[Opening Supplied entries section]

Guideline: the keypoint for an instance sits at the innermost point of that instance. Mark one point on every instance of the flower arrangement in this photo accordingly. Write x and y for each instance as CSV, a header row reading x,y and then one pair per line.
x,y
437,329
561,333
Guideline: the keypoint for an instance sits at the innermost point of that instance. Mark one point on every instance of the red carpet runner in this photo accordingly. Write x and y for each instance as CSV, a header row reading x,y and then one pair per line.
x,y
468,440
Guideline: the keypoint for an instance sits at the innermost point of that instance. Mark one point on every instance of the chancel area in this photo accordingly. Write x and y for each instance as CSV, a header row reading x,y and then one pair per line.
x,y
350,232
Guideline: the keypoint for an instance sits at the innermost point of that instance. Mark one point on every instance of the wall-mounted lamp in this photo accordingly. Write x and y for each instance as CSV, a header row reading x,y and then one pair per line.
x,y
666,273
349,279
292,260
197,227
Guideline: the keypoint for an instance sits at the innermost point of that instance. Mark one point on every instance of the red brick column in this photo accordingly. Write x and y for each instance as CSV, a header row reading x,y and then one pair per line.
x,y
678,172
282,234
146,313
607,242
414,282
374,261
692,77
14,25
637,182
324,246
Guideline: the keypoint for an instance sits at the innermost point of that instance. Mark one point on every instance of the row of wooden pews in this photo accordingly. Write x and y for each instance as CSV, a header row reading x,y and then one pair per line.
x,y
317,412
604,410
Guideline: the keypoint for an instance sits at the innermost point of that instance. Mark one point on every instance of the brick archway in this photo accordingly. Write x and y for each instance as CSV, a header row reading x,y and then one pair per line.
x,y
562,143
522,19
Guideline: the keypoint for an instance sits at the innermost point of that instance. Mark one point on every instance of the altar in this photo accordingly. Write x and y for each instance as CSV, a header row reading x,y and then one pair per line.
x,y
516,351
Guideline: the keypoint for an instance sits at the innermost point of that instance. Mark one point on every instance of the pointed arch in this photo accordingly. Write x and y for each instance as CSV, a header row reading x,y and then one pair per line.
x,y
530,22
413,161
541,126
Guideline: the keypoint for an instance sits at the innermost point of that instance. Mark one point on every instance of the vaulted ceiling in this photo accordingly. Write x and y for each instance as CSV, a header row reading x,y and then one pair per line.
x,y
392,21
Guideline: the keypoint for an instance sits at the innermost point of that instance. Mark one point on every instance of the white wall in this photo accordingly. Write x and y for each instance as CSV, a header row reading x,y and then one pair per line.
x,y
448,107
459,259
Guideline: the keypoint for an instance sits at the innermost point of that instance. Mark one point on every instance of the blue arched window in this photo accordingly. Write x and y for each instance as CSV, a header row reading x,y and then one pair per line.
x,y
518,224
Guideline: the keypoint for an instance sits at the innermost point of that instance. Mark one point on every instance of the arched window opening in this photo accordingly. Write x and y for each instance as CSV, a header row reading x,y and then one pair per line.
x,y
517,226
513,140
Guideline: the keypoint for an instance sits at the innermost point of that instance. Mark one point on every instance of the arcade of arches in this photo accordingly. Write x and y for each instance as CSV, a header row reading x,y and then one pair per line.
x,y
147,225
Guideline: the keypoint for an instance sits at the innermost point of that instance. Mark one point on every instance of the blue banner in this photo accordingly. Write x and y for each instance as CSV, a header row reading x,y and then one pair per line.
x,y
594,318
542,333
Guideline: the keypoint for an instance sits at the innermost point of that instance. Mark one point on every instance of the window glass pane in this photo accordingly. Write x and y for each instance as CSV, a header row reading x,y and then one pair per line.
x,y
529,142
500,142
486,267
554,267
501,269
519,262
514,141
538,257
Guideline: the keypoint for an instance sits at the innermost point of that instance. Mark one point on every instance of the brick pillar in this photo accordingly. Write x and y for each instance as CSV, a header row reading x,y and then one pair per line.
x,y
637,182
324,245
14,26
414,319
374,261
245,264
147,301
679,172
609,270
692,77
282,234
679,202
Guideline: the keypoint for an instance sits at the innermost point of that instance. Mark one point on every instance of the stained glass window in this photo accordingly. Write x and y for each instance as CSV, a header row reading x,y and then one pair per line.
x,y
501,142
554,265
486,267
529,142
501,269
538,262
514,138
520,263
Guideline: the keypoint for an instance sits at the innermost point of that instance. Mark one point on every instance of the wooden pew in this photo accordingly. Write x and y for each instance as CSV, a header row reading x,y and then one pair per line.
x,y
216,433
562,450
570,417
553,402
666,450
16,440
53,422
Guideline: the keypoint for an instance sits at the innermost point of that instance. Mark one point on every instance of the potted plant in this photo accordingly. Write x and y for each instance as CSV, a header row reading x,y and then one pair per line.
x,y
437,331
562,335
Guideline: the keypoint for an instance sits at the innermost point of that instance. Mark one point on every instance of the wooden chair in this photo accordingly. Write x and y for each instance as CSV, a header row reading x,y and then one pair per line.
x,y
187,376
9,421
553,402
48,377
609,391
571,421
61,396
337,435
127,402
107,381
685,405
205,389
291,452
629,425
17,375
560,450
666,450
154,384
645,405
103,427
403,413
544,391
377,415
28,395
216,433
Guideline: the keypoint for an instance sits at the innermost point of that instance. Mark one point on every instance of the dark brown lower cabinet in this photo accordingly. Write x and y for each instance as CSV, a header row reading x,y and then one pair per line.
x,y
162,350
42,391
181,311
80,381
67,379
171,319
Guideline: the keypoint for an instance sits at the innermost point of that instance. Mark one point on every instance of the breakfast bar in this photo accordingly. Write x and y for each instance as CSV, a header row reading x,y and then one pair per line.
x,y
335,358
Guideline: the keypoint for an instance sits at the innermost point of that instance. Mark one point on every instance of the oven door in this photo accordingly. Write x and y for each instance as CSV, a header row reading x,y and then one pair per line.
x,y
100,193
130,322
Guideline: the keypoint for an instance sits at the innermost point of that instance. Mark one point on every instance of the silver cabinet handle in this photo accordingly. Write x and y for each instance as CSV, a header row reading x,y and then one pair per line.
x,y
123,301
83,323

[Closing Supplied entries section]

May I have all of the records repeated exactly?

Guideline: the keypoint for an instance sits at the innermost point of that instance. Mark one point on every instance of the flower arrangement in this photo accordingly. Write x and y for each instance as CSV, a header row reading x,y and then one pair per line.
x,y
437,329
561,333
Guideline: the keypoint for an instance sits at the innermost point of that instance. Mark one point on every instance of the red carpet runner in this photo accordingly. Write x and y for each instance as CSV, a header row reading x,y and then one pair per line.
x,y
468,440
Guideline: the keypoint for an instance sits at the innermost point of that instance. Mark one point on every instance of the chancel area in this photo accordingly. Write x and y for each instance as CSV, a header row reading x,y and then one pair per line.
x,y
350,232
Guideline: the keypoint for an instance sits at the innermost point of that instance. Mark one point on every instance of the wall-mounted lamp in this photo accordingly. Write x and y for each instance as CSV, a header row reading x,y and then one pair per line.
x,y
666,273
349,279
292,260
197,227
Guideline: the keypoint for an instance sits at the innermost point of that instance. Mark one point on every instance of the red brick column in this photo accordingly. Write x and y for each instance as CSV, a header row reading x,y and then one pair per line.
x,y
678,172
282,234
146,313
607,242
414,282
374,261
692,77
14,25
637,182
324,246
Guideline: the keypoint for an instance sits at the innermost point of that instance. Mark one point on every instance of the row of wooden pews in this photo accordingly. Write x and y for each instance as CSV, a header row reading x,y and then one pair per line.
x,y
317,412
604,410
Guideline: the keypoint for an instance sits at the innermost point of that instance. Mark one point on every instance of the brick archway in this photo accordingly. Write x and y for each instance as CSV, a header row reading x,y and then one pair per line.
x,y
562,143
522,19
Guideline: the keypoint for an instance sits at the innermost point of that instance. Mark one point on every instance of the altar in this photo accordingly. Write x and y for each instance as CSV, a header row reading x,y and then one pair per line.
x,y
516,351
Guideline: the keypoint for an instance sits at the innermost point of that instance. Mark one point on every instance of the pointed arch in this photo accordingly. Write x and y for each instance as CSV, a header row reading x,y and then one pair per line.
x,y
530,22
413,161
541,126
Guideline: the keypoint for an instance sits at the innermost point of that instance. Mark one point on every instance of the vaulted ceiling in this photo accordingly. Write x and y for each instance as CSV, a header row reading x,y and then one pair per line.
x,y
392,21
Guideline: the keypoint for an instance sits at the innermost point of that instance. Mark one point on every instance of the white wall in this photo accordingly. Write x and y for each instance as CSV, a header row reading x,y and then one pair per line.
x,y
448,107
459,259
Guideline: the keypoint for an instance sits at the innermost point of that instance. Mark one point on every instance of the blue arched window in this photo accordingly. Write x and y for each instance as CSV, a header row reading x,y and then one pair per line.
x,y
518,224
Guideline: the keypoint for an instance sits at the innermost point of that instance. Mark one point on every instance of the arched window opening in this photo accordingly. Write x and y for each instance as CSV, a header row reading x,y and then one pair per line.
x,y
517,226
513,140
Guideline: the keypoint for an instance sits at the innermost point of that instance. Mark one point on every instance of the arcade of arches in this photo accordingly. Write x and y for each instance as CSV, a header row reading x,y and then one pair per line.
x,y
147,225
Guideline: the keypoint for an instance sits at the innermost point of that instance. Mark one point on every instance of the blue banner in this photo accordingly. Write x and y for each instance as CSV, a header row reading x,y and then one pair per line.
x,y
594,318
542,333
Guideline: the keypoint for an instance sits at the innermost point of that instance. Mark one point on every instance of the window glass pane in this photo accordingly. Write x and y for each instance as CSV, a header row reading x,y and then one pair per line.
x,y
529,142
500,142
486,267
554,267
501,269
519,262
514,141
538,257
Guideline: the keypoint for an instance sits at the innermost point of that instance. Mark one point on every instance of the brick pillar in this photo accordingly. Write x and y for each instance as CSV, a header row reading x,y and then one pair per line.
x,y
637,182
324,245
14,26
414,319
374,261
245,264
147,301
679,172
609,270
692,77
282,234
679,202
Guideline: the keypoint for an instance sits at the innermost point of that instance. Mark one point on every instance of the stained glass window in this photo accordingly. Write x and y for each instance as CSV, a header row reading x,y and then one pair per line.
x,y
501,142
554,265
486,267
529,142
501,269
538,262
514,138
520,263
Guideline: the keypoint for an instance sits at the innermost point of that instance. Mark one point on every instance of the wooden pew in this photo accordingly. Write x and y for each instance as CSV, a header row reading x,y and then one pair per line.
x,y
216,433
562,450
570,417
553,402
666,450
16,440
53,422
Guideline: the keypoint for an instance sits at the innermost point of that instance. Mark one point on every instance of the potted plant in this photo accordingly. Write x and y for each instance as CSV, a header row reading x,y and then one pair per line.
x,y
437,331
562,335
Guideline: the keypoint for an instance sits at the innermost point of that instance. Mark one point on every instance of the wooden chair in this photo accordingly. Write x and y for each instance as CSV, a header row reading x,y and then one pair per line.
x,y
187,376
9,421
553,402
48,377
609,391
571,421
61,396
337,435
127,402
107,381
685,405
205,389
291,452
629,425
17,375
560,450
666,450
154,384
645,405
103,427
403,413
544,391
377,415
28,395
216,433
Guideline: the keypoint for an instance sits at the innermost point of that instance. Mark one point on every instance of the dark brown lower cabinet in this photo accordingly. Write x and y for each instance as CSV, a header row reading x,y and then one pair per line.
x,y
162,350
42,391
181,311
80,381
67,379
171,319
Guideline: the keypoint for an instance sits at the innermost point of that instance. Mark one point on every instance of the breakfast bar in this photo accordingly. Write x and y for each instance as CSV, a header row reading x,y and then one pair per line.
x,y
335,358
Guideline: the keypoint for an instance sits at the innermost point of that instance. Mark one point on every instance of the oven door in this photo accordingly. Write x and y for each instance as CSV, a header row reading x,y and then one pair per line.
x,y
100,193
130,322
Guideline: the keypoint for an instance sits at the innermost point of that instance. Mark one point on every instance of the silver cabinet handle in this photo accordingly. Write x and y for each instance as CSV, a header row reading x,y and then one pair per line.
x,y
123,301
83,323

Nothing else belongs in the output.